_CHALLENGE_
Locate each line in the material below that contains the string "black" and copy those lines out in full. Case counts.

— Start —

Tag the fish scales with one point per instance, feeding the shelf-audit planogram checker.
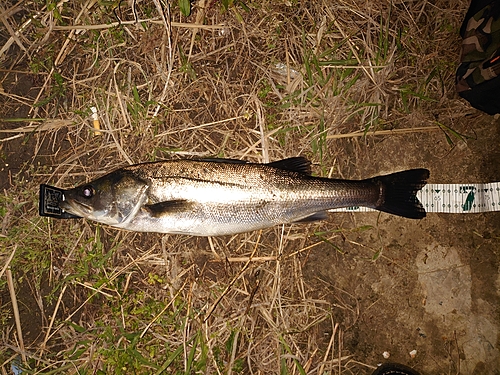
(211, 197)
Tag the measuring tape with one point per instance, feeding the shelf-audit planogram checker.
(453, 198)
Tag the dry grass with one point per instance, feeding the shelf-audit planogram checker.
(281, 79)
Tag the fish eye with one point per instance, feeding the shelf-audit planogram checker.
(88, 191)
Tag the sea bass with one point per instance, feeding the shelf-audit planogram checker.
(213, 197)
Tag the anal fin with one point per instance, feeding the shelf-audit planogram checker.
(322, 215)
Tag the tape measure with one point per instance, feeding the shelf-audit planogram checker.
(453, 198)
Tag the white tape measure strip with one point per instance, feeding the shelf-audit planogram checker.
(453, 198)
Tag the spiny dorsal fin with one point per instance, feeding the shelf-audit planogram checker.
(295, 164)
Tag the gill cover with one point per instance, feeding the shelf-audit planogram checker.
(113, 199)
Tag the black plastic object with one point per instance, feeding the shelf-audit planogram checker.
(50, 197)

— End —
— Start —

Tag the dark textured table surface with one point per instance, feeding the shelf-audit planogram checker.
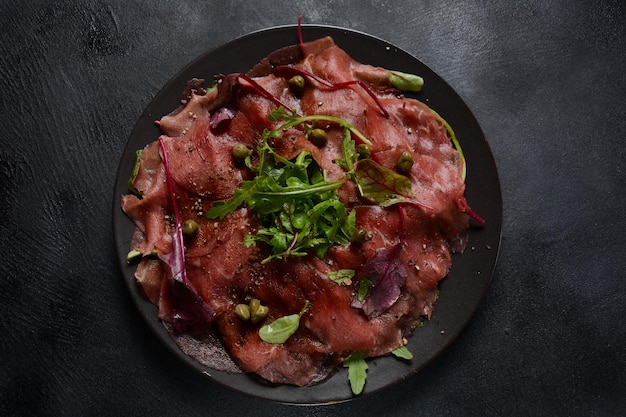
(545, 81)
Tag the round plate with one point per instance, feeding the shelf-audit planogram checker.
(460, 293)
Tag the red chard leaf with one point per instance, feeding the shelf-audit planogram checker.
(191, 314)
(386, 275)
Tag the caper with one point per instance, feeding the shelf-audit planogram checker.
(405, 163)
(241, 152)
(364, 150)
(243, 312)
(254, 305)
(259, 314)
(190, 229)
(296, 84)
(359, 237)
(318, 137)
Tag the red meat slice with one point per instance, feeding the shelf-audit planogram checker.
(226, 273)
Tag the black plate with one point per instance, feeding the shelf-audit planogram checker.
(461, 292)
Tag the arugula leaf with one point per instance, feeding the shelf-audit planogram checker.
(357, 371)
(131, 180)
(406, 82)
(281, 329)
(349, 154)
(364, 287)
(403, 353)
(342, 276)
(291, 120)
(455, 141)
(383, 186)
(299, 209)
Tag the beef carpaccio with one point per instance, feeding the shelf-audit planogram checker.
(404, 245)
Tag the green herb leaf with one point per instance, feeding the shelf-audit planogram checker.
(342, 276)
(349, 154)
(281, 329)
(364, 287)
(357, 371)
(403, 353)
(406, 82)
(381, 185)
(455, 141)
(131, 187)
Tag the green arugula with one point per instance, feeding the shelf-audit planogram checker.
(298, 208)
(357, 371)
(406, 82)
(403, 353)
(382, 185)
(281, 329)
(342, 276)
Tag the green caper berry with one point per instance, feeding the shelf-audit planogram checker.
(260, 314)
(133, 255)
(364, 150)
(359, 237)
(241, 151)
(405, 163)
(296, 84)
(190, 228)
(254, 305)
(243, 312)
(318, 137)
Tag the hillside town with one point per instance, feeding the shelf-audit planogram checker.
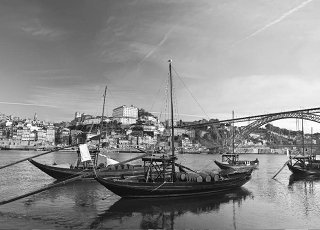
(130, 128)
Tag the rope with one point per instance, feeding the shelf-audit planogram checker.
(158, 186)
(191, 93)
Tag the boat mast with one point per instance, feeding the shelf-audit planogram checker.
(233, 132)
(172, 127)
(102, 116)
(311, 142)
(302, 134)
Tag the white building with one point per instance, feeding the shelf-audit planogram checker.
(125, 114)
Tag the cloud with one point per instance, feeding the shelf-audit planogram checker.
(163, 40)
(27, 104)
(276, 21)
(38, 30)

— End —
— Start —

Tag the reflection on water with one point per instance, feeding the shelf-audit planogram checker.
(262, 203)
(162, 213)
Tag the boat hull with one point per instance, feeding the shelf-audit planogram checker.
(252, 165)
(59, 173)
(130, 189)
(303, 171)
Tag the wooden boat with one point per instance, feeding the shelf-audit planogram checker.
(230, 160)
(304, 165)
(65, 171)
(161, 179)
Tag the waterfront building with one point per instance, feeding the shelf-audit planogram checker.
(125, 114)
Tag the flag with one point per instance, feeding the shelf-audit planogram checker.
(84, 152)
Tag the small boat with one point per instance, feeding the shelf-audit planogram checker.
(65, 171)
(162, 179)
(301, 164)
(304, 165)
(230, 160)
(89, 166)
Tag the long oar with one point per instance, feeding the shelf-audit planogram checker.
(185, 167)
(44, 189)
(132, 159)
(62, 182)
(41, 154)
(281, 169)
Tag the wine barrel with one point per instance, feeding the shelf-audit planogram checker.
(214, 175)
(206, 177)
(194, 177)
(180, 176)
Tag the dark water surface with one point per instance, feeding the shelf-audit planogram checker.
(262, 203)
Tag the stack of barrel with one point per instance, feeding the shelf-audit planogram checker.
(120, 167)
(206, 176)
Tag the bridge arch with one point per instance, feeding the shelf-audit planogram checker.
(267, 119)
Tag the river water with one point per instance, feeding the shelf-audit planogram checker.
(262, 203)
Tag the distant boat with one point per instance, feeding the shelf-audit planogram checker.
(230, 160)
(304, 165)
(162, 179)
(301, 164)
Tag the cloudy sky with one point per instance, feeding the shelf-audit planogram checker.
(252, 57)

— End —

_FINAL RESULT_
Tag the black plastic object with one point per instance, feeding the shelf-audit planogram checker.
Tag the black plate with one point per instance, feeding the shelf-audit planogram checker.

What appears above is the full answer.